* **Do this**
Format every one of the following rows as a numbered list, omitting blank lines and leaving the pictures out of your answer.

* **Provided information**
::::::::

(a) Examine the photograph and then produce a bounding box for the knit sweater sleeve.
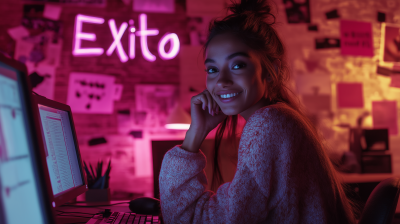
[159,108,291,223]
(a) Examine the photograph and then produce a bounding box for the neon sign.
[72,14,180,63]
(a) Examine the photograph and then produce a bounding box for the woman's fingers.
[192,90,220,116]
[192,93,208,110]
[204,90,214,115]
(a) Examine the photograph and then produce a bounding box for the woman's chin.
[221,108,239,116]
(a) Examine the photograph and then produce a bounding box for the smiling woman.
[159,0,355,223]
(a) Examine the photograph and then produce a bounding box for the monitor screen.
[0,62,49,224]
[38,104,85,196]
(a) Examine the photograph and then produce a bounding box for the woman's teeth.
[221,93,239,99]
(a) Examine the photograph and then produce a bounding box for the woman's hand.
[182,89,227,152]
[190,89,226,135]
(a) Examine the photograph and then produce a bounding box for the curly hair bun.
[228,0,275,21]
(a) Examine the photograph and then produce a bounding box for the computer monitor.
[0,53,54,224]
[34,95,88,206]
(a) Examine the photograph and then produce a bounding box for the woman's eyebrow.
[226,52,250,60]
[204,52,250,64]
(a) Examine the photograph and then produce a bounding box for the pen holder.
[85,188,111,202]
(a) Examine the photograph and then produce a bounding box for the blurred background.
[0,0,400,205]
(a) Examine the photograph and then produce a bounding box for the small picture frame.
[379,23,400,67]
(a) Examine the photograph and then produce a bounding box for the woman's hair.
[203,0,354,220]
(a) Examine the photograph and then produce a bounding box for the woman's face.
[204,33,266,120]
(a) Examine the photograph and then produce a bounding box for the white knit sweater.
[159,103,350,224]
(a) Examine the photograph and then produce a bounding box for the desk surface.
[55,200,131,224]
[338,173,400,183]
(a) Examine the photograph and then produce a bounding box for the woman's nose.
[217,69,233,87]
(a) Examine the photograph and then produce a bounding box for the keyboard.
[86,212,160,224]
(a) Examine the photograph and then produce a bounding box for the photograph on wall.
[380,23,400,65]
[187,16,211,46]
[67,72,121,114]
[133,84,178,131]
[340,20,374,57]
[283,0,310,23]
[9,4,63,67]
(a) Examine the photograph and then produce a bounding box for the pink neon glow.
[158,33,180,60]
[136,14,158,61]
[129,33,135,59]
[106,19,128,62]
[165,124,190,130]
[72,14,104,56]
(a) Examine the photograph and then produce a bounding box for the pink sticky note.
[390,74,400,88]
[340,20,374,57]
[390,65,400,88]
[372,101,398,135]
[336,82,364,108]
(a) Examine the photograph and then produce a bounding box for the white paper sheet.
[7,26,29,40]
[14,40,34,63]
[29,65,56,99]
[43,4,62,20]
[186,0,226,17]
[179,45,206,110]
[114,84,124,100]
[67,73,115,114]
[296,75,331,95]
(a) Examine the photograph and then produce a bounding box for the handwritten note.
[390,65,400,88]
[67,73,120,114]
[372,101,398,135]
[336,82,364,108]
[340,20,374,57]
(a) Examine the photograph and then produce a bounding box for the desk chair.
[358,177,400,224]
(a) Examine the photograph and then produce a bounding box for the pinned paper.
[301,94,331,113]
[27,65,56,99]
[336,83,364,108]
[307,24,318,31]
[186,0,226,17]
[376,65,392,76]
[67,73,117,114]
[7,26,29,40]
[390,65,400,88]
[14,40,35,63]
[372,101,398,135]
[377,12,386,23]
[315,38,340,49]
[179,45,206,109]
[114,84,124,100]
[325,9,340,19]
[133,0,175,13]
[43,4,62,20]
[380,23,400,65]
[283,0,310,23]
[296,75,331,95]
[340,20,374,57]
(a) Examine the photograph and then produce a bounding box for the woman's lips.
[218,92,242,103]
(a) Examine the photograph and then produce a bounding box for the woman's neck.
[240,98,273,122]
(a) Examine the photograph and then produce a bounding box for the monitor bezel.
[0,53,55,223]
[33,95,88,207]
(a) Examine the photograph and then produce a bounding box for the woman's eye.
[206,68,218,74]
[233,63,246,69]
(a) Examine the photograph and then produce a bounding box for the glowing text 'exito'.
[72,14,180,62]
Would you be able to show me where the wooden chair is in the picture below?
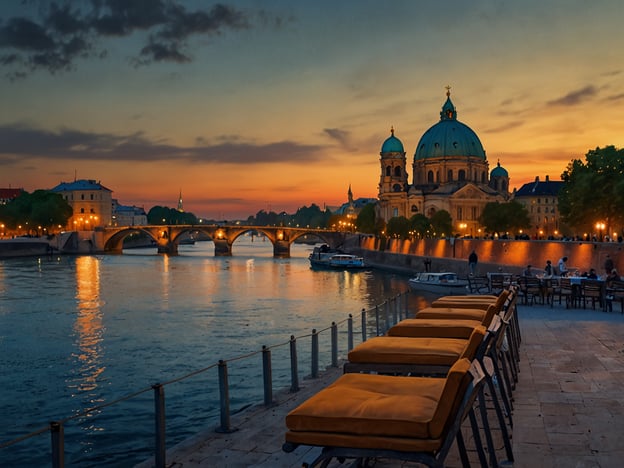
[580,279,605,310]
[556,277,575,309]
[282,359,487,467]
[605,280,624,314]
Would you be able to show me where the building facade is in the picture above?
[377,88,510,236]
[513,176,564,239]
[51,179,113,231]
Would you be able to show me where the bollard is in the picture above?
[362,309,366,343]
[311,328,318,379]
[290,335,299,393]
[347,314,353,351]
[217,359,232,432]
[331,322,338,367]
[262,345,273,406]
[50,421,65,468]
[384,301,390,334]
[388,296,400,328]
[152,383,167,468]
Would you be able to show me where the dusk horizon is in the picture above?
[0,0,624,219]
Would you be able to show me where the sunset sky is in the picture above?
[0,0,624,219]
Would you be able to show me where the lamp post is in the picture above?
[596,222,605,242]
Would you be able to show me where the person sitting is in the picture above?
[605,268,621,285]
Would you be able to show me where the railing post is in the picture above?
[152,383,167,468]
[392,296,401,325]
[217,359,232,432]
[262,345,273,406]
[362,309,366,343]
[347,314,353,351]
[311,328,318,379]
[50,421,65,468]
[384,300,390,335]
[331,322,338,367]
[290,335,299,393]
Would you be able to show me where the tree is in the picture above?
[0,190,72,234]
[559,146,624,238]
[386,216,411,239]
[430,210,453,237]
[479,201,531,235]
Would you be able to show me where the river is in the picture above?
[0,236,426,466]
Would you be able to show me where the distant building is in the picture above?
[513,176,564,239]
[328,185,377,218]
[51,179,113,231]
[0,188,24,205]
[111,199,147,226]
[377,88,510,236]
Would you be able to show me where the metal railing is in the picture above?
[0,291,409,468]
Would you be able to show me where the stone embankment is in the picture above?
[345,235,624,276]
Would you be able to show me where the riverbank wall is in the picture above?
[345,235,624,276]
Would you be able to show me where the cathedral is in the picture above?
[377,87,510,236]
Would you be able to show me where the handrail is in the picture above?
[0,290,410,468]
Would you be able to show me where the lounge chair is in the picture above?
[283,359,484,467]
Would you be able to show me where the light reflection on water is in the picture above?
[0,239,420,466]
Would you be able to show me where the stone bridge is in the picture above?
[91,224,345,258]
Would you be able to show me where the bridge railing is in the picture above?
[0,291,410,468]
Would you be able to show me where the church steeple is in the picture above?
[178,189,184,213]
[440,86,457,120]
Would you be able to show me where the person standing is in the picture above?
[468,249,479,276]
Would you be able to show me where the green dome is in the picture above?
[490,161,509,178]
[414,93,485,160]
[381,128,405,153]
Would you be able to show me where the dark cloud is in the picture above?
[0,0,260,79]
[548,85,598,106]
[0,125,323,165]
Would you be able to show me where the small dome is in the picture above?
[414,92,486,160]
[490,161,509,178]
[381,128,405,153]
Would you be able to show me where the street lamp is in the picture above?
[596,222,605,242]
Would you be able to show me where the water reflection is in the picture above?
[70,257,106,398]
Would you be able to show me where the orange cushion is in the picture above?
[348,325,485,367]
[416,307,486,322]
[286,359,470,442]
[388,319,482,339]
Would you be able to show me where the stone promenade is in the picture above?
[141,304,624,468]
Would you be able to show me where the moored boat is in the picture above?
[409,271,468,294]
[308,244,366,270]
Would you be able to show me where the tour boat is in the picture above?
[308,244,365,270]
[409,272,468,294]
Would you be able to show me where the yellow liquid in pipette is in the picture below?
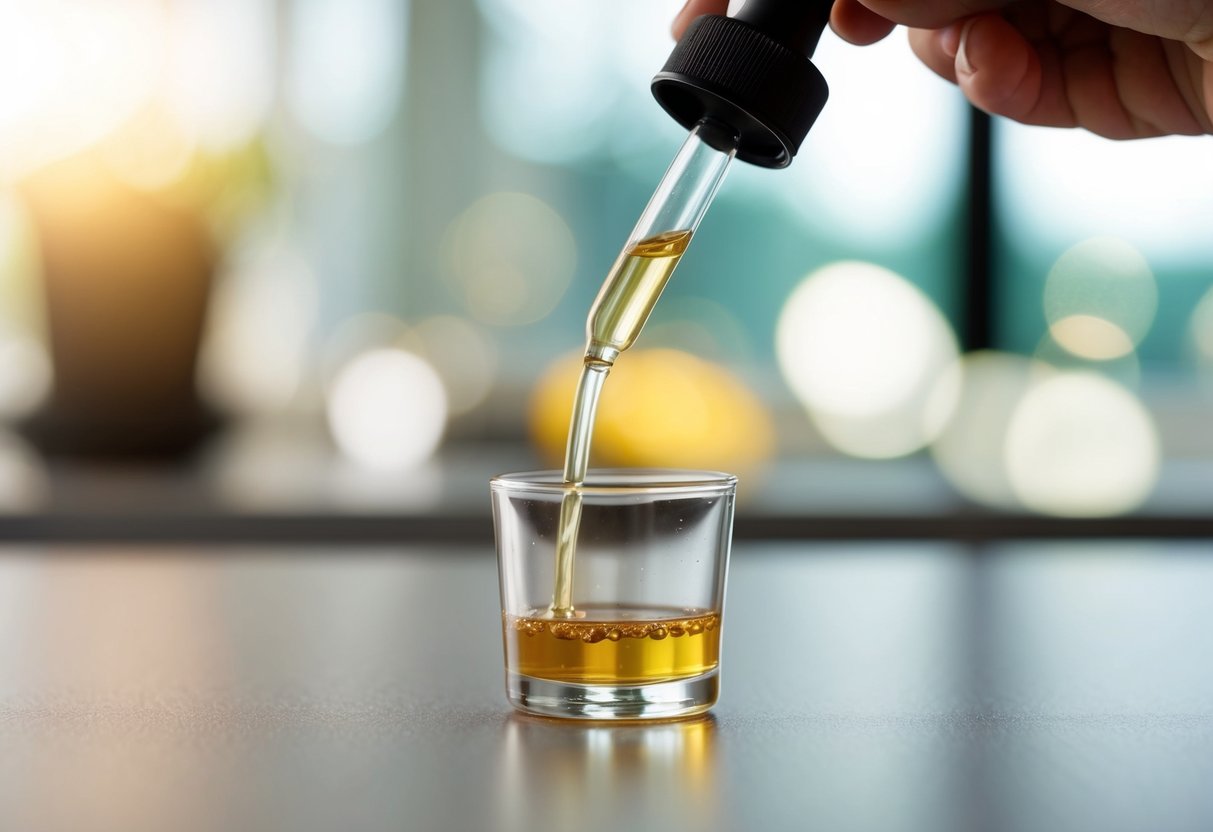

::::::::

* **Exercise result**
1. (a) Examine the photograph and then produce a bounding box for the knit sweater sleeve.
2. [159,108,291,223]
3. (a) Examine the photograph and then produce a bounding box for the neon sign.
4. [72,14,180,63]
5. (a) Examine the photograph and then produce a bounding box for the woman's fingers.
6. [192,90,220,116]
7. [192,93,208,110]
8. [204,90,214,115]
9. (a) Examine the photograph and then produce a bounding box for the woman's chin.
10. [221,108,239,116]
11. (a) Examine the photograph and then produce a bounding box for the smiling woman.
12. [159,0,355,223]
13. (a) Examine the photograph and then produce a bounding box for the monitor screen.
14. [0,62,49,224]
15. [38,104,85,196]
16. (a) Examine the photograph and then produce a bounding box for the woman's teeth.
17. [221,93,239,99]
18. (a) Examine the photograph and then produce a bounding box for the woman's hand.
19. [182,89,227,152]
20. [190,89,226,135]
21. (a) Examine the photograph and then produce a bounding box for the curly hair bun.
22. [228,0,275,21]
23. (a) Examine the photograph and then produce a bounding box for the computer monitor.
24. [0,53,54,224]
25. [34,95,88,206]
26. (a) Examine the photograph and then produce a bounding box for the woman's eyebrow.
27. [226,52,250,60]
28. [204,52,250,64]
29. (a) Examine the photograph and then produce a bounding box for the pen holder.
30. [85,188,111,202]
31. (a) Examine the photograph and then produce a bounding box for the blurred background.
32. [0,0,400,205]
33. (a) Examine the photograph and then produce a bounding box for the small picture frame.
34. [379,23,400,67]
35. (a) Examine the photograph and then produce a bounding box for the woman's hair.
36. [203,0,354,220]
37. (a) Examine the photograph and then produce a bounding box for the woman's face.
38. [204,33,266,120]
39. (a) Examine the photograph and then produce a bounding box for the white knit sweater.
40. [159,103,350,224]
41. (a) Examine the photograph and then produce a bounding box for the desk surface.
42. [55,200,131,224]
43. [338,173,400,183]
44. (a) Examine the photograph and then produce a bounding box for the woman's nose.
45. [217,69,233,87]
46. (a) Examine the photograph and then produce a bounding box for the keyboard.
47. [86,212,160,224]
48. (a) Examine the photograph and then produce a bounding box for the photograph on wall.
49. [380,23,400,65]
50. [187,16,211,46]
51. [67,72,121,114]
52. [133,84,178,131]
53. [340,20,374,57]
54. [283,0,310,23]
55. [9,4,63,67]
56. (a) Examine the photograph and then produce a bounding box for the pink neon glow.
57. [158,33,180,60]
58. [136,14,158,61]
59. [129,33,135,59]
60. [106,19,128,62]
61. [165,124,190,130]
62. [72,14,104,56]
63. (a) Examine the photograph and then produce a bounding box for the pink sticky note.
64. [390,74,400,88]
65. [340,20,374,57]
66. [390,65,400,88]
67. [372,101,398,135]
68. [336,82,364,108]
69. (a) Examine the photograph and then produce a bounding box for the white paper sheet.
70. [7,26,29,40]
71. [14,40,34,63]
72. [29,65,56,99]
73. [43,4,62,20]
74. [186,0,226,17]
75. [179,45,206,110]
76. [114,84,124,100]
77. [67,73,115,114]
78. [296,75,331,95]
79. (a) Examine the photograph and then produce a bounding box for the handwritten note.
80. [390,65,400,88]
81. [67,73,120,114]
82. [372,101,398,135]
83. [336,82,364,108]
84. [340,20,374,57]
85. (a) Examine the photograph and then produce a bounding box for the desk chair.
86. [358,177,400,224]
87. (a) Examine the photograph and then produce a bounding box for the pinned paper.
88. [301,94,331,113]
89. [27,65,56,99]
90. [336,83,364,108]
91. [307,24,318,31]
92. [186,0,226,17]
93. [376,65,392,76]
94. [67,73,117,114]
95. [7,26,29,40]
96. [390,65,400,88]
97. [14,40,35,63]
98. [372,101,398,135]
99. [377,12,386,23]
100. [315,38,340,49]
101. [179,45,206,109]
102. [114,84,124,100]
103. [325,9,340,19]
104. [133,0,175,13]
105. [43,4,62,20]
106. [380,23,400,65]
107. [283,0,310,23]
108. [296,75,331,95]
109. [340,20,374,57]
110. (a) Examine the photograph and then produce a bounding box for the woman's lips.
111. [218,92,242,103]
112. (a) Examine the photograph and then produce a bounding box for the woman's neck.
113. [240,98,273,122]
114. (a) Examine the photograph and then produce a bounding box for the monitor bezel.
115. [0,53,55,223]
116. [33,95,88,207]
117. (a) Examine the photograph and then produce a bounding box for the woman's eye.
118. [206,68,218,74]
119. [233,63,246,69]
120. (a) Examine the photograph and then produce a bounding box for the glowing text 'exito'.
121. [72,14,180,62]
122. Would you be able to show me where the wooden chair is in the picture below?
123. [580,279,605,310]
124. [556,277,575,309]
125. [282,359,487,467]
126. [605,280,624,314]
127. Would you be able to show me where the building facade is in the picture above?
128. [377,88,510,236]
129. [513,176,564,239]
130. [51,179,113,231]
131. Would you be able to show me where the bollard is in the picture above?
132. [362,309,366,343]
133. [311,328,318,379]
134. [290,335,299,393]
135. [347,314,353,351]
136. [217,359,232,432]
137. [331,322,338,367]
138. [262,345,273,406]
139. [50,421,65,468]
140. [384,301,390,334]
141. [388,296,400,328]
142. [152,383,167,468]
143. Would you be able to show me where the dusk horizon is in the picture above?
144. [0,0,624,219]
145. Would you be able to show me where the sunset sky is in the picture above?
146. [0,0,624,219]
147. Would you be able to show me where the lamp post is in the picture above?
148. [596,222,605,242]
149. Would you be able to show me where the person sitting is in the picture above?
150. [605,268,621,285]
151. Would you be able to show me where the railing post is in the picture above?
152. [152,383,167,468]
153. [392,296,401,325]
154. [217,359,232,432]
155. [262,345,273,406]
156. [362,309,366,343]
157. [347,314,353,351]
158. [311,328,318,379]
159. [50,421,65,468]
160. [384,300,390,335]
161. [331,322,338,367]
162. [290,335,299,393]
163. Would you be able to show me where the tree is in the picture above?
164. [0,190,72,234]
165. [559,146,624,238]
166. [386,216,411,239]
167. [430,210,453,237]
168. [479,201,531,235]
169. Would you be able to show me where the river is in the picture above?
170. [0,236,426,466]
171. Would you be able to show me where the distant building is in the picture above?
172. [513,176,564,239]
173. [328,185,377,218]
174. [51,179,113,231]
175. [0,188,24,205]
176. [111,199,147,226]
177. [377,88,510,236]
178. Would you be able to show me where the metal railing is in the picture above?
179. [0,291,409,468]
180. Would you be able to show me where the stone embankment is in the picture above?
181. [345,235,624,276]
182. Would you be able to show me where the riverbank wall is in the picture above?
183. [345,235,624,276]
184. Would you be able to show me where the cathedral is in the picture above?
185. [377,87,510,236]
186. Would you be able to show me where the handrail is in the picture above?
187. [0,290,410,468]
188. Would you be able to show me where the lounge chair is in the picture above?
189. [283,359,484,467]
190. Would you be able to show me where the light reflection on water is in the picture above?
191. [0,239,420,466]
192. Would you be able to show me where the stone bridge is in the picture above?
193. [91,224,345,258]
194. Would you be able to show me where the bridge railing is in the picture above?
195. [0,291,410,468]
196. Would you be able to show me where the church steeple is in the picture above?
197. [178,189,184,213]
198. [440,86,457,120]
199. Would you be able to show me where the person standing is in the picture above?
200. [468,249,479,276]
201. Would you be able to show me where the green dome is in the picture above?
202. [490,161,509,178]
203. [414,93,485,160]
204. [381,128,405,153]
205. Would you be able to show me where the dark cloud is in the picture above?
206. [0,0,260,79]
207. [548,85,598,106]
208. [0,125,323,165]
209. Would you be able to show me where the small dome is in the picture above?
210. [414,92,486,160]
211. [490,161,509,178]
212. [381,128,405,153]
213. Would you be able to show me where the street lamp is in the picture above?
214. [596,222,605,242]
215. Would you be able to show me where the water reflection is in the picture above?
216. [70,257,106,398]
217. Would you be able to show me where the orange cushion is in the picture above?
218. [348,325,485,367]
219. [416,307,486,322]
220. [286,359,470,442]
221. [388,319,482,339]
222. Would you be able to show me where the stone promenade is in the picture above?
223. [141,304,624,468]
224. Would you be able to show me where the moored boat is in the picture above?
225. [409,271,468,294]
226. [308,244,366,270]
227. Would you be able to show me where the tour boat is in the picture above?
228. [308,244,365,270]
229. [409,272,468,294]
230. Would you be able to show me where the yellow liquid in pipette is in the picture below?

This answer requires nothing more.